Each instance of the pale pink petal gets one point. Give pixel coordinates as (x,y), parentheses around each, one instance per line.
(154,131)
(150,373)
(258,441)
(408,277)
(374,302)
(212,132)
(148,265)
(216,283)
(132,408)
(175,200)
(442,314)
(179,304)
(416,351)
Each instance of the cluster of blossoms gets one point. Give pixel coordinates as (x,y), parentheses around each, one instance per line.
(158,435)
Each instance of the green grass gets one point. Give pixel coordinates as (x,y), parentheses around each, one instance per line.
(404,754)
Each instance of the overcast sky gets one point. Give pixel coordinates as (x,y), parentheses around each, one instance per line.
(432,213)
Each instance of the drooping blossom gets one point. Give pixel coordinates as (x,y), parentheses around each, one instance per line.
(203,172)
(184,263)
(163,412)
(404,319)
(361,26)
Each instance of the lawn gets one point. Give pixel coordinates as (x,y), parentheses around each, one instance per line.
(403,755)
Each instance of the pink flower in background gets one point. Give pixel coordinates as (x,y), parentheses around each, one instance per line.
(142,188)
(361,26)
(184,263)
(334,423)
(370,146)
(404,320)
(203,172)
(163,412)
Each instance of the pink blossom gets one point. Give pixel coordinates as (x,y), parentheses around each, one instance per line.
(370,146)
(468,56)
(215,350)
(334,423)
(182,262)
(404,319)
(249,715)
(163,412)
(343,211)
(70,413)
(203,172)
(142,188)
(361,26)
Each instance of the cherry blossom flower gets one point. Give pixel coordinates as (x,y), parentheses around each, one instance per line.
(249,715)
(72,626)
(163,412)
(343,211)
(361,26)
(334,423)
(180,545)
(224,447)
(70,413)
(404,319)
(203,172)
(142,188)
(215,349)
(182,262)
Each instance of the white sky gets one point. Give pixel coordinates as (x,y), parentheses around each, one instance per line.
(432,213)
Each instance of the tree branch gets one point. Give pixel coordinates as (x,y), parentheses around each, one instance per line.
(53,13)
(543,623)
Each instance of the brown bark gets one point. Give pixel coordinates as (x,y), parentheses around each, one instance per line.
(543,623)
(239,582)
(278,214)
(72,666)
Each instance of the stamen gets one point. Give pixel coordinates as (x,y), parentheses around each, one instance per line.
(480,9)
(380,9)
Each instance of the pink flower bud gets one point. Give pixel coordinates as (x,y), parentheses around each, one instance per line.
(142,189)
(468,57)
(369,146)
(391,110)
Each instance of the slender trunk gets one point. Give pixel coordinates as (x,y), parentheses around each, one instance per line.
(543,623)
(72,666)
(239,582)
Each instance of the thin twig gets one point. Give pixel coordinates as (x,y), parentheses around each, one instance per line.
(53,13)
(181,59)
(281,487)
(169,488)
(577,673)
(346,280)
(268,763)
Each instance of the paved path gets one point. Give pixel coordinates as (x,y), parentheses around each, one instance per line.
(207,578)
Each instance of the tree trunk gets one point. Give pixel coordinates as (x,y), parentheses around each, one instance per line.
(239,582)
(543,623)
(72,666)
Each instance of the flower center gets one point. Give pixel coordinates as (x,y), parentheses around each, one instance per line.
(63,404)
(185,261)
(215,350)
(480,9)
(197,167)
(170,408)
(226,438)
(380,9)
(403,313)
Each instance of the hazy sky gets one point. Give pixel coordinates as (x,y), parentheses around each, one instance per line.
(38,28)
_____
Your goal: Every entry must appear again in the answer, exactly as written.

Answer for this exercise:
Each instance of the pale pink petal gets one point. Give pixel coordinates as (x,y), parentheses around each, one instance per line.
(154,131)
(150,373)
(258,441)
(408,277)
(374,302)
(212,132)
(148,265)
(216,283)
(132,408)
(175,200)
(442,314)
(179,304)
(416,351)
Each instance of the cluster of blossoms gets one point. Give pixel coordinates as (x,y), parentheses around each, one instance per line.
(158,435)
Each instance of the green grass gets one point. Give pixel coordinates as (x,y), parentheses around each, one instance per line.
(404,754)
Each instance of the overcast sky gets one point. Give pixel coordinates as (x,y), parentheses around each, one instance per line.
(432,213)
Each instance of the drooping blossom gets one point. Give pixel coordinates as (x,y), parentheses around each, one instance per line.
(203,172)
(184,263)
(163,412)
(404,319)
(361,26)
Each instance of the lawn gets one point. Give pixel coordinates as (x,y), parentheses around each, one instance per line.
(403,755)
Each instance of the pink flower in background gets one point. Give pixel coordinates as (x,y), parentheses around each, one instance per line.
(142,188)
(361,26)
(184,263)
(334,423)
(370,146)
(404,320)
(203,172)
(163,412)
Each instance of the pink blossom gets one point. Give pixel coordinates as (x,y), parentheses around each, one instance per line.
(370,146)
(468,56)
(215,350)
(334,423)
(182,262)
(404,319)
(249,715)
(163,412)
(343,211)
(70,413)
(203,172)
(142,188)
(361,26)
Each instance of the cherry blossom flower gets one point. Give pixel coordinates as (x,y), parentheses around each, one instance per line.
(249,715)
(72,626)
(163,412)
(343,211)
(361,26)
(334,423)
(180,545)
(224,447)
(70,413)
(404,319)
(203,172)
(142,188)
(215,349)
(182,262)
Each instance of the white sky gets one point. Give pixel coordinates as (x,y), parentheses around each, one instance per line.
(432,213)
Each instance of the tree branch gets one point. Give pixel coordinates as (x,y), parentheses around each, one instance per line.
(53,13)
(543,623)
Each instance of the brown bark gets one point. Give pixel coordinates as (x,y), parentheses around each, one instance per line.
(543,623)
(239,582)
(278,214)
(72,666)
Each instance of the stamen gets one point. Give pixel coordinates as (x,y), parentheses around each, one instance per line.
(480,9)
(380,9)
Each instance of the pink flower bud gets one point. Give pixel coordinates as (x,y), parentheses around each, one instance per line.
(142,189)
(468,57)
(369,146)
(391,110)
Each instance of the slender trunk gets one point. Give pixel coordinates as (x,y), parentheses around each, one instance per line.
(543,623)
(72,666)
(239,582)
Each instance of the thin twig gets one point. Give pixel coordinates as (x,y), parentheses around each, one instance per line.
(53,13)
(181,59)
(281,487)
(169,488)
(577,673)
(346,280)
(268,763)
Each instance of the paved path gets one point. Give pixel coordinates as (x,y), parentheses around each, one instance per line.
(207,578)
Each instance of the tree trunk gets one point. Give pixel coordinates as (x,y), parentheses around each, one instance per line.
(239,582)
(543,623)
(72,666)
Each instance of the flower center gets one point. Give pixel coordinates as (x,y), parentheses around each, one instance per line.
(63,404)
(185,261)
(215,350)
(480,9)
(197,167)
(170,408)
(226,438)
(380,9)
(403,313)
Each instance of the hazy sky gets one point. Give pixel coordinates as (x,y), parentheses around each, one instance per line.
(38,28)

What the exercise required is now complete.